**Records for this task:**
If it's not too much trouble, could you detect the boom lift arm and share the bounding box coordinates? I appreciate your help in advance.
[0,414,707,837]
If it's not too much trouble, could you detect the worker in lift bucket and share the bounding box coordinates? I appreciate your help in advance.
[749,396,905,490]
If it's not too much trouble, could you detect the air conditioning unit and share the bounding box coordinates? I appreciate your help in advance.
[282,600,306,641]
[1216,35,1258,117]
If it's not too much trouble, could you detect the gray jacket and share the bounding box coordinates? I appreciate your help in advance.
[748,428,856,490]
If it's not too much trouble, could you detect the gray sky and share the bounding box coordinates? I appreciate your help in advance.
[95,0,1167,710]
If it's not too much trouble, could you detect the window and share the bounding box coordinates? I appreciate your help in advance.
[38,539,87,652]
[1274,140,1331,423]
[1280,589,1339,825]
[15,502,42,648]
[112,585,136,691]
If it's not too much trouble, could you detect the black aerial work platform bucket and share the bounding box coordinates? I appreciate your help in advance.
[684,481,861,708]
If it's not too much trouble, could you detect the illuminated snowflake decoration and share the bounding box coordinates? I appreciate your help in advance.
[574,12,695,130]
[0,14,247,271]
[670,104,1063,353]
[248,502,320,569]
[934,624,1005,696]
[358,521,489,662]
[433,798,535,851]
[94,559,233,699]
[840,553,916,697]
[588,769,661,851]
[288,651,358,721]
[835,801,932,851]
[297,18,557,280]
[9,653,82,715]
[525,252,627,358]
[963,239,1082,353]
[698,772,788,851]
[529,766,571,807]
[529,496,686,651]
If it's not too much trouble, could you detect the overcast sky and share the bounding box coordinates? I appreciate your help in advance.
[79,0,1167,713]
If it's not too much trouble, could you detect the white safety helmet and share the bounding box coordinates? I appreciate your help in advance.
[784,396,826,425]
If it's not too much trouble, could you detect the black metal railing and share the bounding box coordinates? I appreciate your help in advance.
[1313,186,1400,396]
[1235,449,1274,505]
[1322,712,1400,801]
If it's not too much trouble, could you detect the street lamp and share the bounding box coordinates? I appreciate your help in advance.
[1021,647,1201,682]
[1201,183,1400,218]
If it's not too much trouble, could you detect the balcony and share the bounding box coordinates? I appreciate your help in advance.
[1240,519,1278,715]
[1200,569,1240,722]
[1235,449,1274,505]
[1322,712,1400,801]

**What the task asks:** Reproduce every item above word for word, from the first line to the last.

**Solution to this problem:**
If it's not too much trouble, could you detect the boom lift arm and share the bounding box coordinates? I appreciate your help in advance.
[0,414,707,837]
If it's not too much trouble, could you detect the worker in lift bucket and share the bounding box coordinates? I appreciate your help in advance.
[749,396,905,490]
If it's not too much trouble, could you detect the air conditioning unit and share the bounding box coordinates? I appreciate your help in advance.
[282,600,306,641]
[1216,35,1258,117]
If it's not too much trouble, could you detect the gray jacket and share the bounding box coordinates? I appreciate your help in advance.
[748,428,856,490]
If it's not too much trouble, could you detect the gray sky and share the bounding box coordinates? I appreciate your help in advance.
[95,0,1167,710]
If it's not too much trouble, could you detect the window and share the bounding box coordinates? I appreciate your help in advance.
[38,539,87,652]
[1274,140,1331,423]
[1280,589,1339,825]
[15,502,42,648]
[112,585,136,691]
If it's not too much trouble, could you detect the black aerial work platform bucket and share the bounding box coordinates? I appreciate your help in advance.
[684,481,861,708]
If it's not too much trouble, could you detect the illuminated snowflake decoration and share the bounding box coordinates? I appreciate your help in advance.
[574,12,695,130]
[0,14,247,271]
[670,104,1063,353]
[248,502,320,569]
[934,624,1005,696]
[358,521,489,662]
[433,798,535,851]
[94,559,233,699]
[840,553,916,697]
[588,769,661,851]
[288,651,358,721]
[835,801,932,851]
[297,18,557,280]
[9,653,82,715]
[525,252,627,358]
[963,239,1082,353]
[698,772,788,851]
[529,766,571,807]
[529,496,686,651]
If it's not too much trouble, could you detect the overcast sky and share the bounding box coordinates? I appreciate your help in advance.
[79,0,1167,713]
If it's not too much trouble, could you detect the white safety helmet and share the bounding box coordinates? I appreciate your help in advance.
[784,396,826,425]
If it's not too much trouble, could you detect the black metal railing and share the bounding box coordinates? I appreciate your help in advance.
[1313,186,1400,396]
[1235,449,1274,505]
[1322,712,1400,801]
If it's not too much trouble, could you detect the street lamp and share the bounding box coordinates? I appreciate your help in advance.
[1021,647,1201,682]
[1201,183,1400,218]
If it's not too much trouble, could you detect the balcony and share the bounding box coordinates? I appreciate your help in advance.
[1240,519,1278,715]
[1200,569,1240,722]
[1235,449,1274,505]
[1322,712,1400,801]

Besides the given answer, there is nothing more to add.